▸ **SUPPLIED PASSAGE**:

◆ ◆ ◆ ◆

Between 1949 and 1961, long before he produced the works for which he is known today, he designed more than three hundred residential gardens in the San Francisco Bay region. Two of these were major steps in his development and have entered the canon of midcentury American landscape design. The first was at his own house (1952) designed by William Wurster, an architect he'd met as a student at Harvard. A key element was a detached redwood dance deck made for his wife. On this nonrectangular platform she developed many of her avant-garde works, with a number of young dancers who were to become future leaders in the field such as Merce Cunningham. Anna Halprin credited its free shape and multilevels with helping her to explore space, the body, its senses, and its perceptions. In turn Halprin has credited his experience with her work as having had a major influence in developing his ideas of movement and sequence in spatial terms. The other generative early project, the McIntyre garden in Hillsborough, California (1959), he designed with Joseph Esherick, another architect with whom he was to work later—most importantly at the Sea Ranch. In it one can see Halprin beginning to survey and reflect upon the history of landscape design and see that he was trying his hand at materials both contemporary and timeless, particularly masonry and water, with ideas drawn from well-known historical works to see how he measured up.
By the late 1950s, with a large body of domestic-scale projects behind him, his practice began to expand to take on commercial work such as shopping centers with architects Richard Marsh Bennett outside Chicago and Eero Saarinen near Dallas. Aspects of these commercial developments anticipate the important civic plans and spaces, fountains and plazas he was to design later. In these early suburban malls we see his use of concrete, stepped levels, and angular shapes; sequences of spaces that narrow, swell, change direction; fountains; and idiosyncratic custom furnishing. These projects, like some of his finest later work, have unfortunately been so heavily copied and thoroughly absorbed into the vernacular of late twentieth-century urban development that they now appear as cliché. At the time, however, he and his staff were designing and building a new kind of public space, flowing free-form pedestrian ways between shops in the new marketplaces of America.

◆ ◆ ◆ ◆

▸ **CHALLENGE 1**:
In the records, retype the lines between the one holding "For the benchmark, mark every instance of the group" and the one holding "[[248, 137], [198, 115]]", inclusive, reproducing them character for character.

◆ ◆ ◆ ◆

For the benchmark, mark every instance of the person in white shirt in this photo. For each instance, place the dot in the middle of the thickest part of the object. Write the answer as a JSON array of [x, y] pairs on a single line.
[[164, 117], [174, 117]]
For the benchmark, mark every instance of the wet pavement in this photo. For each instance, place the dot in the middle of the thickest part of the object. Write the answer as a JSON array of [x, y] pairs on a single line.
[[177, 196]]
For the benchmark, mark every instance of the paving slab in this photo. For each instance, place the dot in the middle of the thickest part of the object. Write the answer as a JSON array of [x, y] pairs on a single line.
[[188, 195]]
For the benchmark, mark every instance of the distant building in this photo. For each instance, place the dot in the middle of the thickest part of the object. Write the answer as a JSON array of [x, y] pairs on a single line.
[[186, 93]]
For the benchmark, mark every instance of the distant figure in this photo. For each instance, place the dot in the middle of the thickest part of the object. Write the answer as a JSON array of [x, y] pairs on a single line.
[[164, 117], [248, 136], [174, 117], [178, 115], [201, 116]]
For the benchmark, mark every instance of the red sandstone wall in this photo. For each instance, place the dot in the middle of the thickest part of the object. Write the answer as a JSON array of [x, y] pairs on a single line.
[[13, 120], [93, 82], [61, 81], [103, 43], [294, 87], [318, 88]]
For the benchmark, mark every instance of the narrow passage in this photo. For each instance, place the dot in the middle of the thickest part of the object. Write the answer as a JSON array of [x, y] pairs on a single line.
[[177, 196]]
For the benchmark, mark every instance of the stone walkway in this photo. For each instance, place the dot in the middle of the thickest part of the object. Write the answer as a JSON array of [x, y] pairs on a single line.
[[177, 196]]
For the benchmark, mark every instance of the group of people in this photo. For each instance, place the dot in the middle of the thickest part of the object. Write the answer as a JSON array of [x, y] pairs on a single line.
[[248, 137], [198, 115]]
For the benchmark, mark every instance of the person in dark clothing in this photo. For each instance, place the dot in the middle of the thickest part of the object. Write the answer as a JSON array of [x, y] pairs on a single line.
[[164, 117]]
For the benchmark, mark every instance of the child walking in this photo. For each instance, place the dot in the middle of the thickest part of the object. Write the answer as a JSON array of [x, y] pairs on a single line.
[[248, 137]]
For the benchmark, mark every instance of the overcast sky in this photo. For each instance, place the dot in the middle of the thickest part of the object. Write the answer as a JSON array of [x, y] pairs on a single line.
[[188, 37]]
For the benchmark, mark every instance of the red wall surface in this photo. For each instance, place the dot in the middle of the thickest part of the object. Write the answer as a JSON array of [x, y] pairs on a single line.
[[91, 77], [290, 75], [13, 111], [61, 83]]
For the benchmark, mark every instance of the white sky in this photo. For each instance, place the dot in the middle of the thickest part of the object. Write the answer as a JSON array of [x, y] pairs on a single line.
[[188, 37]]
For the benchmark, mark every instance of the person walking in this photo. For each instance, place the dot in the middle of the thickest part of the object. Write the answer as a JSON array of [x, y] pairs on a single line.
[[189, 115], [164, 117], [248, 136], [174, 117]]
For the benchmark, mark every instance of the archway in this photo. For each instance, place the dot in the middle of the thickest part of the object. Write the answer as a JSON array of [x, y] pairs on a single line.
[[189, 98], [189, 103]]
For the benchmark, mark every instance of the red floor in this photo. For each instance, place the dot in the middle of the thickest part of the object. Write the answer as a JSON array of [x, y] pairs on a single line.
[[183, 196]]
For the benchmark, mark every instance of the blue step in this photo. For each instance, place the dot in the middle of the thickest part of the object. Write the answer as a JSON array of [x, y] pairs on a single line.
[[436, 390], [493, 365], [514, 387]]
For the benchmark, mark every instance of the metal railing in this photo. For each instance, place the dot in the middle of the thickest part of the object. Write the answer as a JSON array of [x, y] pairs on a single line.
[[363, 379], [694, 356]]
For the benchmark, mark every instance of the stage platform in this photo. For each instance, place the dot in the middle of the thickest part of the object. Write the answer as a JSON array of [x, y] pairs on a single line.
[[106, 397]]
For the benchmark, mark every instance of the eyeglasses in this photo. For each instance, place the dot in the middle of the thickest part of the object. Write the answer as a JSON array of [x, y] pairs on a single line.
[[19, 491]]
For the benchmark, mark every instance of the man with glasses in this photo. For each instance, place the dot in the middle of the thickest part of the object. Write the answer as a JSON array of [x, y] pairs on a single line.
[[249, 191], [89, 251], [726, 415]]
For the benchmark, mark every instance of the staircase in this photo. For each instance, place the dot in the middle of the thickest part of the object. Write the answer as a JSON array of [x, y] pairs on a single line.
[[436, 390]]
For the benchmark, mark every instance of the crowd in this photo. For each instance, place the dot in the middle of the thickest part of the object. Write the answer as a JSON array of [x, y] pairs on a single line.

◆ ◆ ◆ ◆

▸ **CHALLENGE 2**:
Name every architect the passage about Halprin's early landscape work mentions by name.

▸ **CORRECT RESULT 1**:
For the benchmark, mark every instance of the group of people in this photo. For each instance, place the dot in the middle of the thickest part of the object. Write the answer as a JSON array of [x, y] pairs on a single line.
[[248, 137], [198, 115]]

▸ **CORRECT RESULT 2**:
William Wurster
Joseph Esherick
Richard Marsh Bennett
Eero Saarinen